Sambung kembali tulisan tentang seni Aceh di bawah ini, mulai dari sesudah kalimat terakhir yang ditampilkan.

• Kutipan Sumber
####################

Seni Aceh Antara Kritik, Empati dan Resolusi




Membaca Din Saja (Baca Puisi), Fuadi S. Keulayu (Biola Aceh)
dan Sarjev Hirzi (Krak Coustic)

Oleh Muhammad, M. Pd*

Seni Aceh adalah sebuah karya cipta yang dilabeli identitas norma, agama juga iktikad yang mendasari perilaku keseharian masyarakat Aceh.

Melalui karya cipta kesenian Aceh, para senimannya berupaya mengunjuk penciptaan sistem nilai lewat seni sebagai upaya sadar dan terhormat mewarisi kebermaknaanke-Acehan.

Bagaimanapun keterikatan dalam mencipta karya seni di Aceh, para seniman di dalamnya membuat semacam penggugah, pengampu bahkan kadangkala lebih meruang ke dalam bentuk kritik, empati dan resolusi.

Kesadaran menghasilkan karya seni yang menuai pemikiran alternatif untuk mengelola kehidupan masyarakat oleh seniman Aceh selanjutnya dapat dipandang sebagai oase di tengah kejenuhan dan kelaparan (haus) pemuas jiwa.

Rasa dari jiwa seni para seniman selanjutnya mendapat tampilan ragam yang etnik, meskipun pada waktu-waktu tertentu sebuah karya seni tidak terlalu memikirkan alih bahasa semacam formalisme karya seni pada tataran nasional, namun seni Aceh tetap membuahkan perhatian luas masyarakat nasional bahkan dunia.

Naskah-naskah seniman Aceh jika ditilik mendalam akan dapat membuat penikmat karya seni menyadari mengapa manusia Aceh bergerak seiring kesadaran etika dan norma yang terikat pada simbolitas pengenalnya.

Dapat dikatakan hampir tidak ada pelaku seni di Aceh yang berhasil mencapai kemajuan berkesenian jika hanya mengedepankan performans tanpa nilai, dan nilai-nilai ini selalu saja menjadi rujukan ketika pemenuhan hasrat berkesenian telah memilih arah yang sesuai sebagai empati kepada kebenaran, resolusi terhadap persoalan sosial, budaya, politik, hukum dan sebagainya.

####################

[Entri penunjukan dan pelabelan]

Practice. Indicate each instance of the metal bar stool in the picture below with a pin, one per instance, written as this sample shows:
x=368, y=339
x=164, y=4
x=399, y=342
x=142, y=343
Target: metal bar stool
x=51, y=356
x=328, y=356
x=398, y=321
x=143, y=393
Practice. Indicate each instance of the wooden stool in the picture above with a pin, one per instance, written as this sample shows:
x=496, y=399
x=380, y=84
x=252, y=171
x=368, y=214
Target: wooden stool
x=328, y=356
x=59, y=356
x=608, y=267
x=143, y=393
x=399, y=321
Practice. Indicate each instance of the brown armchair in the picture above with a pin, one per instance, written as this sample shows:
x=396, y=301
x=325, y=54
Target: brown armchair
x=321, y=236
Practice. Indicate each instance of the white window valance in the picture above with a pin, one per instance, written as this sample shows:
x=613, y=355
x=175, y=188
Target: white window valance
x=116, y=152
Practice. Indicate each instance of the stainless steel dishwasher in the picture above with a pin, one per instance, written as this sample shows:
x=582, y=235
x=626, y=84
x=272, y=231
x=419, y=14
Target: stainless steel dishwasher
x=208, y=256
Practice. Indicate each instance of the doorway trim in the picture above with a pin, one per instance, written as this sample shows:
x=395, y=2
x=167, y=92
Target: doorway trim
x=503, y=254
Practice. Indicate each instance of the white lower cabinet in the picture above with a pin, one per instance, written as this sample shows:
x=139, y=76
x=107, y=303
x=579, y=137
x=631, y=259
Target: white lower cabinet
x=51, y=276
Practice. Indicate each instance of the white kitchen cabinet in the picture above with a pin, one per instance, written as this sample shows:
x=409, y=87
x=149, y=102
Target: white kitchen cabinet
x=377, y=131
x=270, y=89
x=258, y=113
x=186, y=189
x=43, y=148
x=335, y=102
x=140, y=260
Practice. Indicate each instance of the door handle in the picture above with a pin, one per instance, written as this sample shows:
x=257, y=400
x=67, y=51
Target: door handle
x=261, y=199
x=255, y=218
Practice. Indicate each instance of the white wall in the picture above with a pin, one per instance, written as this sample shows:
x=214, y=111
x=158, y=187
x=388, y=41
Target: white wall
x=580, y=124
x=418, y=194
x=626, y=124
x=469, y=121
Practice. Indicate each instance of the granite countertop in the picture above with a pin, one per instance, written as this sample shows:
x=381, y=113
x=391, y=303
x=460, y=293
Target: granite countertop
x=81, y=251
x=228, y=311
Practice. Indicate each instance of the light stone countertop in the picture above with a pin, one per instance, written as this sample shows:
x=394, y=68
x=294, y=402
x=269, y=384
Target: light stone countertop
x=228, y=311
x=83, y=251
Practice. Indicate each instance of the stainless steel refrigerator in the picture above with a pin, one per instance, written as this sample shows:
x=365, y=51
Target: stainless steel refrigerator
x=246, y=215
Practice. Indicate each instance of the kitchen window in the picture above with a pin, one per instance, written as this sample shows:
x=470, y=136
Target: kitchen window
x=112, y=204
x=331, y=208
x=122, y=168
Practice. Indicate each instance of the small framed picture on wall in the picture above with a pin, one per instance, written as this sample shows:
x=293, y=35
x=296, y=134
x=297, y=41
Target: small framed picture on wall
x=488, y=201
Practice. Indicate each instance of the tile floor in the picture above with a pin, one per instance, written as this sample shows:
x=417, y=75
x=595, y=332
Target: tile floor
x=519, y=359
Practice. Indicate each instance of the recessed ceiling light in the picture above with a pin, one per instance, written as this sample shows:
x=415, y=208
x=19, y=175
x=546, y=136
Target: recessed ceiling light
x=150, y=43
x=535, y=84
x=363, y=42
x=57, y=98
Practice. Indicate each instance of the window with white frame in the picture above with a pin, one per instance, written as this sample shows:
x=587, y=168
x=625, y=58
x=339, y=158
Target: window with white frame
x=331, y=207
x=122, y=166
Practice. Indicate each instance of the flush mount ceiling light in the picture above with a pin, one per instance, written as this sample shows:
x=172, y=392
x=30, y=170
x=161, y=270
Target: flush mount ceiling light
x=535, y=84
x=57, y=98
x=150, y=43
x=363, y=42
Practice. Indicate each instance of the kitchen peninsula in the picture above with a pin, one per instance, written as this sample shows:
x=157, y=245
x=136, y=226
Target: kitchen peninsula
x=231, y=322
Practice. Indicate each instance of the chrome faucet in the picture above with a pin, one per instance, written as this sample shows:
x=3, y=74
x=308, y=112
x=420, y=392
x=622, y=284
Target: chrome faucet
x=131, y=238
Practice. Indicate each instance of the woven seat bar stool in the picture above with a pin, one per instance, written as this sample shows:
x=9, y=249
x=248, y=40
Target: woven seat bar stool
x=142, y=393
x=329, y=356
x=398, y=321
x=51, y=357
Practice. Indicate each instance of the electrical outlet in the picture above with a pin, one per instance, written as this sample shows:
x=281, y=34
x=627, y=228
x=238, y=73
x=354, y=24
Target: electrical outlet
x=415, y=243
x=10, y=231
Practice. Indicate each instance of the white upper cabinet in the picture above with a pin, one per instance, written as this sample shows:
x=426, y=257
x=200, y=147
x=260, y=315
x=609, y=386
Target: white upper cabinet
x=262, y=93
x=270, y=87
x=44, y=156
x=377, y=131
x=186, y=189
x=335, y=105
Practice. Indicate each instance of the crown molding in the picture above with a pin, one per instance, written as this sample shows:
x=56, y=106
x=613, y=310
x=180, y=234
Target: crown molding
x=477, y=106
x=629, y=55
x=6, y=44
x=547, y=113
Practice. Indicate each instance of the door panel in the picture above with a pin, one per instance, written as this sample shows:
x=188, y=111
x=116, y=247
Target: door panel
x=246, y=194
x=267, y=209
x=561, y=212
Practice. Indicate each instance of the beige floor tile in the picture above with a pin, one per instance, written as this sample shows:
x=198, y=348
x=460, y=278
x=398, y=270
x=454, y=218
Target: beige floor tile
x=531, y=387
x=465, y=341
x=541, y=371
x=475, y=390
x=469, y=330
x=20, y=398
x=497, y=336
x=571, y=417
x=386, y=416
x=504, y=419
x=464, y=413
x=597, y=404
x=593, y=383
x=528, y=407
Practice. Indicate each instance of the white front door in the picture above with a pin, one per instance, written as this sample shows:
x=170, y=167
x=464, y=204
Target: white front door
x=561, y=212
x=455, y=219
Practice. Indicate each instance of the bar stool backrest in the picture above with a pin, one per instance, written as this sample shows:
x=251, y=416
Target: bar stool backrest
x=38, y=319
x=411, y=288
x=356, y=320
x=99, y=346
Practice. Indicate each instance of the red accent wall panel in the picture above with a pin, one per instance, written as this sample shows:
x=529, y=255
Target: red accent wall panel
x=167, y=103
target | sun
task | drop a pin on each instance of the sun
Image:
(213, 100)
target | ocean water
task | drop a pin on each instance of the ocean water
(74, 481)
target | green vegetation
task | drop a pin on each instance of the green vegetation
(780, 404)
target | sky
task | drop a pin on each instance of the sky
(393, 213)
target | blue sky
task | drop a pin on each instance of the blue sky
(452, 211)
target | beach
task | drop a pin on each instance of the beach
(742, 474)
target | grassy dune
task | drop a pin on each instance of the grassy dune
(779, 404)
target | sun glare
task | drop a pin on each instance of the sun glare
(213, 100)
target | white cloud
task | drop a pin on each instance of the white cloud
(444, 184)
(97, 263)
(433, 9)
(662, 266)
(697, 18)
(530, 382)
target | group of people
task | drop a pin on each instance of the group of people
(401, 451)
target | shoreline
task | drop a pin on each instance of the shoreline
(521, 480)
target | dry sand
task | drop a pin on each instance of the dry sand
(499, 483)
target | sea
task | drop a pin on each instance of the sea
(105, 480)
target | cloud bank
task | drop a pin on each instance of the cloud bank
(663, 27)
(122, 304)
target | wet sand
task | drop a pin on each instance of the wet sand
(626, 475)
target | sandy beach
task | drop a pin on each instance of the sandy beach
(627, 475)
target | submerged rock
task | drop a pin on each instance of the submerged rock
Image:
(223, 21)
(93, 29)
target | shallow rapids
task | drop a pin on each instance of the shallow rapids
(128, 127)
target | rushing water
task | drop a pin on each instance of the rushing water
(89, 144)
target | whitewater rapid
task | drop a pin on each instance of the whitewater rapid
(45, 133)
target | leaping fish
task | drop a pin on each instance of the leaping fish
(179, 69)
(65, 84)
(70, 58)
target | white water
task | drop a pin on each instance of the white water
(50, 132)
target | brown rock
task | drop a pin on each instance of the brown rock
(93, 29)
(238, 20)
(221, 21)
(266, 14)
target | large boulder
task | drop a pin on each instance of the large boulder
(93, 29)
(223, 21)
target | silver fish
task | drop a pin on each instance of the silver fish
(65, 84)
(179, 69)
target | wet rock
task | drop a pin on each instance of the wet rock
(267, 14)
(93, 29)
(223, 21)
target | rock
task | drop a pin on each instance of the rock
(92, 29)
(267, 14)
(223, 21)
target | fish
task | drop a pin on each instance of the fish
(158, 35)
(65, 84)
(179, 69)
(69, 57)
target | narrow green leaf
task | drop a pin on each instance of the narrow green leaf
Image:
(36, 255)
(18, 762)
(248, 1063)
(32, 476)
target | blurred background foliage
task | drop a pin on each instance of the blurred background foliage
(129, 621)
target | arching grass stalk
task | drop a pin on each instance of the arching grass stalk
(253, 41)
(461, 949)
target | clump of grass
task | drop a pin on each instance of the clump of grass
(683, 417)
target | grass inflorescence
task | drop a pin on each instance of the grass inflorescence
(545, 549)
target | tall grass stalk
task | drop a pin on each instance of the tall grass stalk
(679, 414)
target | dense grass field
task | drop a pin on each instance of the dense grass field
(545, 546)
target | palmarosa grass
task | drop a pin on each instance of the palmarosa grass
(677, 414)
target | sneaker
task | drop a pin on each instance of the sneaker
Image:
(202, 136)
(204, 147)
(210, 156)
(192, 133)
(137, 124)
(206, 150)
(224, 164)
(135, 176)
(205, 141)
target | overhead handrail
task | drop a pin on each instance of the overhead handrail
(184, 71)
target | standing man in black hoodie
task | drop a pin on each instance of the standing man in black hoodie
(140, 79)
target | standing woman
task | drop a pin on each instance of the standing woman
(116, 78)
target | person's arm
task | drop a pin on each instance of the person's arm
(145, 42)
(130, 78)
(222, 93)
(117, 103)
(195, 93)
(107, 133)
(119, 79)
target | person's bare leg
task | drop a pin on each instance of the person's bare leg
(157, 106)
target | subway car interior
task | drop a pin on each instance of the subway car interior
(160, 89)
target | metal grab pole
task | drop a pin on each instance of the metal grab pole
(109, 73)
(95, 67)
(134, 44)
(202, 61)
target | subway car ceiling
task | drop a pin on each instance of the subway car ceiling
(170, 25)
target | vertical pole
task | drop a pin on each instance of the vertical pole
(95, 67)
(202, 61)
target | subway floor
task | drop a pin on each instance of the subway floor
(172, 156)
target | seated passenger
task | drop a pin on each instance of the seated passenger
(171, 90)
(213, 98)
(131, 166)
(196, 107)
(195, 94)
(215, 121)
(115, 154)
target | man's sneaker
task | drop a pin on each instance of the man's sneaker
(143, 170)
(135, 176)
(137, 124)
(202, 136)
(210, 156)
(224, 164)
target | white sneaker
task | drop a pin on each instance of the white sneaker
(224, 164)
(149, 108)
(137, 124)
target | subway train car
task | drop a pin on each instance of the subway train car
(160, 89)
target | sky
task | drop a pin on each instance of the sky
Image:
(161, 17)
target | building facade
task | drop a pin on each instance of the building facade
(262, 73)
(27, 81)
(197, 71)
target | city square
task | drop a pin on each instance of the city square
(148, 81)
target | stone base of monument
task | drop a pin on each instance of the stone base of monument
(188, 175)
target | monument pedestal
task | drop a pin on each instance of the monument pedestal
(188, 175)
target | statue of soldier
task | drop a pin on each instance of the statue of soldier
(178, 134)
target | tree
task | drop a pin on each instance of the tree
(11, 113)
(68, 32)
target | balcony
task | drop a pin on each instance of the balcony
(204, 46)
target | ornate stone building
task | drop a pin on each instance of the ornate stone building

####################

• Jawaban Latihan
Melahirkan kritik dalam ruang seni adalah juga sesuai dengan elemen kemajuan berpikir dan upaya sadar mengoreksi kekhilafan, sebab orang-orang seni pada saat berkarya selalu saja menyingkap jiwa yang sukar diberitahu, sehingga melalui karya seni yang halus dalam mengajak pemerhatinya kembali kepada kesadaran, ruang bawah sadarlah yang terus menerus digali potensinya oleh seniman.

Ketika ilmu pengetahuan telah menjamah akal kesadaran manusia hanya pada tataran otak, maka ruang rasa di hati manusia tetap harus diketuk melalui karya seni, sebab hati adalah pembeda manusia dengan makhluk hidup lainnya.

Hati yang mampu disentuh melalui karya seni adalah hati yang memiliki empati, kemauan digerakkan dan terbuka celah dalam soal-soal pengabdian sebagai rangsangan kesadaran jiwa karsa.

Seni Kritik Tiga Seniman Aceh

Din Saja adalah sosok seniman sastra dengan karya puisi-puisinya  yang selalu hangat dibicarakan di Aceh juga Jakarta. Din Saja membawa sajak-sajaknya tidak hanya sebagai lambang perlawanan atas pembungkaman hasrat mengkritik kebijakan, bahkan dengan bahasa-bahasanya yang sederhana, penyair campuran Padang-Aceh tersebut kerap membuat penikmat sastra puisi terperangah dengan diksi-diksi berani.

Penyair ini melalui puisi yang dibacakannya kerap mengisi kompilasi bahasa verbal dengan artikulasi terjaga dan tegas, sebagai pengeksekusian tulisannya sendiri, Din Saja ternyata memang lebih sering tampil ekspresif dan berpanggung dalam kondisi sesederhananya seorang petualang kritik.

Bagian-bagian bait dalam puisi-puisinya sering sekali mendapat pencermatan dengan pertimbangan tipografi puitikal jenis orasi, walaupun banyak juga puisi Din Saja yang memerlukan permenungan untuk mendalami makna ‘dalam’ atas apa yang ingin diungkap sebenarnya lewat bahasa simbolik.

Fuadi S Keulayu bagi kalangan muda yang lebih mengenalnya dapat membincangkan permukaan tanda dalam suara-suaranya yang khas, selain pandai mengarang lirik untuk kebutuhan musik etnik, lelaki dari Pidie Jaya ini memanfaatkan kemampuan bermain biola maupun gitar untuk tujuan-tujuan lain diluar bermusik, yakni berhikayat.

Hikayat bagi seniman yang kerap tampil dalam komunitas ini mempunyai ornamen (isi) kisah panjang konflik, bencana alam dan bencana sosial. Fuadi yang lihai bertamasya dengan sejarah seni Aceh melalui Biola Aceh secara pertunjukan sering pula membuat decak tawa karena kemampuannya menyisip kritik dengan cara leluasa penuh lelucon yang ironik.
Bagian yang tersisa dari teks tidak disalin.